**Task statement:** Reproduce each of the entries below word for word, line by line, without changing anything.
#### Records for the task ####
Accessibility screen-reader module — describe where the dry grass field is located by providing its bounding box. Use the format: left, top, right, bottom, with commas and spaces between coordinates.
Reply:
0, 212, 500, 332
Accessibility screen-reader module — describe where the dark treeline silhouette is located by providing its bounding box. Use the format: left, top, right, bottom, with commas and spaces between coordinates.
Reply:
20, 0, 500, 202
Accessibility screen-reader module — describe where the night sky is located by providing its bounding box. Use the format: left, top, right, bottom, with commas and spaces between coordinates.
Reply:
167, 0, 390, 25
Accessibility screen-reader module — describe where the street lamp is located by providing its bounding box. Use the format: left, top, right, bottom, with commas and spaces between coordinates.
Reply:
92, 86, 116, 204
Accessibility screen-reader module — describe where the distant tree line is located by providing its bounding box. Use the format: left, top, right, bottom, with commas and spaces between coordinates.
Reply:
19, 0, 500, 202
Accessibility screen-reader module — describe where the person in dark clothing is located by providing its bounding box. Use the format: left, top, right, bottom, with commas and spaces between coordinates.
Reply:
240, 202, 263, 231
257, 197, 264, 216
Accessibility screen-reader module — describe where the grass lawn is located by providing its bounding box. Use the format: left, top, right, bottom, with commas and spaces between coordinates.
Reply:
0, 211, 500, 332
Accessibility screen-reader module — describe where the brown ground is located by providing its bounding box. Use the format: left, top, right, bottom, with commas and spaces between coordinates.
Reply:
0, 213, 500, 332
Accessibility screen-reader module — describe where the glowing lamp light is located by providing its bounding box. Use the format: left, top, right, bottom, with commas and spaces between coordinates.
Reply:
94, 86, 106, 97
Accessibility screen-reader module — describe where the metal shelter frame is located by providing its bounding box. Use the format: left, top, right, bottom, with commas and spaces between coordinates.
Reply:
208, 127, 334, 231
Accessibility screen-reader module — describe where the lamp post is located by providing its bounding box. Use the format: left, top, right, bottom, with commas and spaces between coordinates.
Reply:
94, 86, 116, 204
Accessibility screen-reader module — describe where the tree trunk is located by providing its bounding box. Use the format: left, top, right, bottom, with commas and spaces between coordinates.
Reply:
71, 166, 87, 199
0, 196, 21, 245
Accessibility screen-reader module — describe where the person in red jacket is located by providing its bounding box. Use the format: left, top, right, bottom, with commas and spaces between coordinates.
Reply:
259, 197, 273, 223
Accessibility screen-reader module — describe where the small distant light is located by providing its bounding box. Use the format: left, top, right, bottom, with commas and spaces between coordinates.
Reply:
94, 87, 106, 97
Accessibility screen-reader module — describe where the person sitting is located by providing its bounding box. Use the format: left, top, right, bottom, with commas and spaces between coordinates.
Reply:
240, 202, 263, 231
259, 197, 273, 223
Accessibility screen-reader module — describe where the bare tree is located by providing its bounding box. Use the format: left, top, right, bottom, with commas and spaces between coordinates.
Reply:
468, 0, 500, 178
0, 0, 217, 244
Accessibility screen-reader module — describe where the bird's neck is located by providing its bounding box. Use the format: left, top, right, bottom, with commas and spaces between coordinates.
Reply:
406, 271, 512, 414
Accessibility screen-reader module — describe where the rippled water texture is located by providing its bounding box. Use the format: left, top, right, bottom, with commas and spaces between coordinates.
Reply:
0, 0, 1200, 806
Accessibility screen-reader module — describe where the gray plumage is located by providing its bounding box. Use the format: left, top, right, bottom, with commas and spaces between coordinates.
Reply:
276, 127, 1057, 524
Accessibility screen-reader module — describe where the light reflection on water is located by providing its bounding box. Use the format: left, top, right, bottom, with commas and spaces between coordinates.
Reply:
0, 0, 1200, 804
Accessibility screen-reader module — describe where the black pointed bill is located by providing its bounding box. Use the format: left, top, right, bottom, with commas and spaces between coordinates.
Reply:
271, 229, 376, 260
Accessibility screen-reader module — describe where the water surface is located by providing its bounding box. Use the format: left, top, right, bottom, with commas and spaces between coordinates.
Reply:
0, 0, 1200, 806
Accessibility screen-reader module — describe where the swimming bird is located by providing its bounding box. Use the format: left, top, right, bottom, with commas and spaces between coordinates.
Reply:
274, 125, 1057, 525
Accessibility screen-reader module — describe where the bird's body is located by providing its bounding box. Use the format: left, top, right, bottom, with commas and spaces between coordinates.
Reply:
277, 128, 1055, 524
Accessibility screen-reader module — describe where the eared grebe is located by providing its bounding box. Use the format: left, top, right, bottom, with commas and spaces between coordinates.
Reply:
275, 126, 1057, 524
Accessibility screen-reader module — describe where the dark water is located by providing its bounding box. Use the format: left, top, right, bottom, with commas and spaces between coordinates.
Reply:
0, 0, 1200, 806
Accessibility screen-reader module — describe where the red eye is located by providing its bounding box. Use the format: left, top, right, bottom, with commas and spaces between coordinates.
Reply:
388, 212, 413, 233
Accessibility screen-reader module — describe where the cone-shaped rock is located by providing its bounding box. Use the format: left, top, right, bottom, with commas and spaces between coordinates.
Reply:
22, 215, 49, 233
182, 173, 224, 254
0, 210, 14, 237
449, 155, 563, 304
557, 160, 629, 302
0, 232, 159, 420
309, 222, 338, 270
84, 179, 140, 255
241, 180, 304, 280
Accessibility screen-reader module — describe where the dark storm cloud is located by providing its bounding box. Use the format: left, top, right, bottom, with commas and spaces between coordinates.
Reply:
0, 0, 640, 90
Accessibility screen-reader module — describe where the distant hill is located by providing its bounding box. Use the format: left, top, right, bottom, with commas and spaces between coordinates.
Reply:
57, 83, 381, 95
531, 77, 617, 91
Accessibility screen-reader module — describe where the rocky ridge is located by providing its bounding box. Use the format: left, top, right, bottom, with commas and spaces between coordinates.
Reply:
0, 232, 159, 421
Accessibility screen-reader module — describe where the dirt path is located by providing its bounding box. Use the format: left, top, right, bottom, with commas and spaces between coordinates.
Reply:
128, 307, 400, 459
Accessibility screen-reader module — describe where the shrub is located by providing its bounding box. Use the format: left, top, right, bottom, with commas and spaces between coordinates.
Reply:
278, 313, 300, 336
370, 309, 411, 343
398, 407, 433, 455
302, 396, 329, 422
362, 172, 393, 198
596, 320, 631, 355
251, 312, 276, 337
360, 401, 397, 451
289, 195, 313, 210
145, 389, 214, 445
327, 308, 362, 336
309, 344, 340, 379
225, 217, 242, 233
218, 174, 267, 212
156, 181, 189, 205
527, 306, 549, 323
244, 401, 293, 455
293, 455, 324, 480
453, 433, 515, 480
####
**Result for this task:**
Accessibility screen-reader module — describe where the dry grass field is located by providing its bounding box. Use the format: left, top, right, bottom, with commas and spaces between coordinates.
Reply:
0, 212, 500, 332
Accessibility screen-reader module — describe where the dark treeline silhouette is located by providing its bounding box. Use the format: left, top, right, bottom, with commas and spaces between coordinates.
Reply:
20, 0, 500, 202
Accessibility screen-reader module — describe where the night sky is located by providing its bounding box. Use the format: left, top, right, bottom, with commas and spaces between coordinates.
Reply:
167, 0, 390, 25
Accessibility screen-reader module — describe where the street lamp is located by providing its bounding box. Use the format: left, top, right, bottom, with commas and spaces between coordinates.
Reply:
92, 86, 116, 204
Accessibility screen-reader module — describe where the distant tree line is located by providing its bounding box. Use the format: left, top, right, bottom, with commas and spaces between coordinates.
Reply:
19, 0, 500, 202
Accessibility screen-reader module — describe where the person in dark clothing is located by providing its bounding box. Use the format: left, top, right, bottom, with commas and spaces between coordinates.
Reply:
240, 202, 263, 231
257, 197, 264, 216
Accessibility screen-reader module — describe where the grass lawn is located by providing its bounding box. Use the format: left, top, right, bottom, with commas and spaces between coordinates.
Reply:
0, 211, 500, 332
Accessibility screen-reader module — describe where the brown ground is located by providing its bounding box. Use the format: left, top, right, bottom, with commas and spaces between coordinates.
Reply:
0, 213, 500, 332
Accessibility screen-reader module — describe where the glowing lamp light is located by providing its bounding box. Use the format: left, top, right, bottom, with commas and spaces between coordinates.
Reply:
94, 86, 106, 97
Accessibility screen-reader module — describe where the metal shelter frame is located by providing its bounding box. Use the format: left, top, right, bottom, with commas and spaces between coordinates.
Reply:
208, 127, 334, 231
Accessibility screen-reader module — describe where the lamp post is located by providing its bounding box. Use the format: left, top, right, bottom, with commas and spaces between coordinates.
Reply:
94, 86, 116, 204
Accessibility screen-reader module — describe where the tree trunk is located by providing its bounding box. Use the format: left, top, right, bottom, with commas and spaces between coordinates.
Reply:
71, 166, 87, 199
0, 196, 21, 245
Accessibility screen-reader module — describe where the person in red jacket is located by providing its bounding box. Use the format: left, top, right, bottom, with commas and spaces between coordinates.
Reply:
259, 197, 273, 223
Accessibility screen-reader module — describe where the small distant light is located by providing its bounding box. Use the format: left, top, right, bottom, with commas and spaces between coordinates.
Reply:
94, 87, 106, 97
Accessibility screen-reader module — describe where the person sitting is located by providing its bounding box. Use the format: left, top, right, bottom, with commas and spaces between coordinates.
Reply:
240, 202, 263, 231
259, 197, 273, 223
Accessibility screen-reader module — describe where the bare tree is located by providing its bounding box. Use the format: left, top, right, bottom, with commas and spaces between coordinates.
Reply:
468, 0, 500, 178
0, 0, 217, 244
Accessibility screen-reader module — describe where the bird's neck is located by providing its bounding box. Use the format: left, top, right, bottom, with commas and spaces between coordinates.
Reply:
406, 271, 512, 414
Accessibility screen-reader module — describe where the rippled water texture is located by providing its bounding box. Use the format: left, top, right, bottom, with commas and spaces between coordinates.
Reply:
0, 0, 1200, 806
Accessibility screen-reader module — describe where the gray plumage is located by providing its bounding box. Use the format: left, top, right, bottom, with commas and spaces between coordinates.
Reply:
276, 127, 1057, 524
Accessibility screen-reader module — describe where the light reflection on water is located by providing its bounding box. Use the format: left, top, right, bottom, with commas and spaces between coordinates.
Reply:
0, 0, 1200, 804
Accessibility screen-reader module — describe where the black pointed bill is located by providing its bounding box. Use the format: left, top, right, bottom, with commas and spaces between coordinates.
Reply:
271, 229, 376, 260
Accessibility screen-reader module — describe where the water surface is located by providing its bounding box. Use the format: left, top, right, bottom, with commas and spaces between coordinates.
Reply:
0, 0, 1200, 806
Accessibility screen-reader module — describe where the swimming bird is located by providing its bounding box. Use the format: left, top, right, bottom, with commas and spaces between coordinates.
Reply:
274, 125, 1057, 525
Accessibility screen-reader module — describe where the bird's body is located by providing its bounding box. Use the format: left, top, right, bottom, with commas and spaces between coordinates.
Reply:
277, 128, 1055, 524
Accessibility screen-reader module — describe where the eared grebe is located by providing its bounding box. Use the format: left, top, right, bottom, with commas and spaces between coordinates.
Reply:
275, 126, 1057, 524
Accessibility screen-reader module — describe where the dark water is located by providing its bounding box. Use the format: left, top, right, bottom, with commas and spaces between coordinates.
Reply:
0, 0, 1200, 806
Accessibility screen-reader module — describe where the red eye is located by providing its bounding box. Use the format: left, top, right, bottom, with commas and spaces between coordinates.
Reply:
388, 212, 413, 233
Accessibility screen-reader module — describe where the cone-shaped rock is located by providing its bounding box. Use the format: left, top, right, bottom, with commas and spaces between coordinates.
Reply:
22, 215, 49, 233
182, 173, 224, 254
0, 210, 14, 237
449, 155, 563, 304
557, 160, 629, 302
0, 232, 159, 420
309, 222, 338, 270
84, 179, 140, 255
241, 180, 304, 280
Accessibility screen-reader module — describe where the dark storm cloud is located by providing its bounding box. Use the format: left, top, right, bottom, with commas and spaces between coordinates.
Reply:
0, 0, 640, 90
Accessibility screen-reader module — describe where the distant hill is located by providing its bounding box. Use the format: left, top, right, bottom, with commas and spaces between coordinates.
Reply:
57, 83, 381, 95
531, 77, 617, 91
Accessibility screen-reader module — describe where the rocky ridge is located by providing its bounding box. Use the format: left, top, right, bottom, with commas and spaces between coordinates.
Reply:
0, 232, 159, 421
Accessibility screen-reader module — describe where the dirt path is located by providing its bounding box. Use the format: left, top, right, bottom, with commas and spaces between coordinates.
Reply:
128, 307, 400, 459
Accessibility screen-reader module — describe where the shrub is located by providing its bounding box. Use the format: left, top, right, bottom, with commas and spaces between coordinates.
Reply:
278, 313, 300, 336
370, 309, 411, 343
398, 407, 433, 455
302, 396, 329, 422
362, 172, 393, 198
596, 320, 631, 355
251, 312, 276, 337
360, 401, 397, 451
289, 195, 313, 210
145, 389, 214, 445
327, 308, 362, 336
309, 344, 340, 379
225, 217, 242, 233
218, 174, 267, 212
156, 181, 189, 205
527, 306, 549, 323
244, 401, 293, 455
293, 455, 324, 480
453, 433, 515, 480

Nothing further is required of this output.